WHAT THIS TASK INVOLVES
List every line below that contains the string "canyon". Matching is case-sensitive.

----

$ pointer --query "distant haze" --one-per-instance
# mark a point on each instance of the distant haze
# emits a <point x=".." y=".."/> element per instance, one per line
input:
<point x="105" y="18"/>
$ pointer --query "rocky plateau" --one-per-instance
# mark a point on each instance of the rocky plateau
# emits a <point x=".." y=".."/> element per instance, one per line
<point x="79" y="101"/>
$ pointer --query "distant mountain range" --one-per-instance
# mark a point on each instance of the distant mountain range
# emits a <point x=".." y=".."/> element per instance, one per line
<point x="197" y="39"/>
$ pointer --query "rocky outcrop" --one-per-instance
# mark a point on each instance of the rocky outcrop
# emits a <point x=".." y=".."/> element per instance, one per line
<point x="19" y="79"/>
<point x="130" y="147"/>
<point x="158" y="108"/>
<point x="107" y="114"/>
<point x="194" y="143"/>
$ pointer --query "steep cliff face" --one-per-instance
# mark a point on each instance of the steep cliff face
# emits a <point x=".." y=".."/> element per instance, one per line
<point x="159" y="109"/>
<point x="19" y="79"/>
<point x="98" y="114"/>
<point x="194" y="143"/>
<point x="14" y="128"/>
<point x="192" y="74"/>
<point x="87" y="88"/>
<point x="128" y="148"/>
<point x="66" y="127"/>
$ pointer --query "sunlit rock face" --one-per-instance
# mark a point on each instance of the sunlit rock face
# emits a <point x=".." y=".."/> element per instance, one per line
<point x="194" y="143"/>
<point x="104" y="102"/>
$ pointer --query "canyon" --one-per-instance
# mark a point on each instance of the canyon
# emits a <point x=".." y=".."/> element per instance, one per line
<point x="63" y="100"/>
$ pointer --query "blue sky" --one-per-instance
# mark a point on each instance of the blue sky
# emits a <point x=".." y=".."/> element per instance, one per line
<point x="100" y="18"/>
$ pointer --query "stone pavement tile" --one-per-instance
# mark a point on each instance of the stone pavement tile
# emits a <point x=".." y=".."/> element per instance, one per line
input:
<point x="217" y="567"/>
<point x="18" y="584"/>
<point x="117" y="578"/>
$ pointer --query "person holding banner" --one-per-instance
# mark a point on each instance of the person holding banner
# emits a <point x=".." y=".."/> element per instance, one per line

----

TASK OUTPUT
$ pointer --query "canyon" --one-per-instance
# mark a point on each instance of the canyon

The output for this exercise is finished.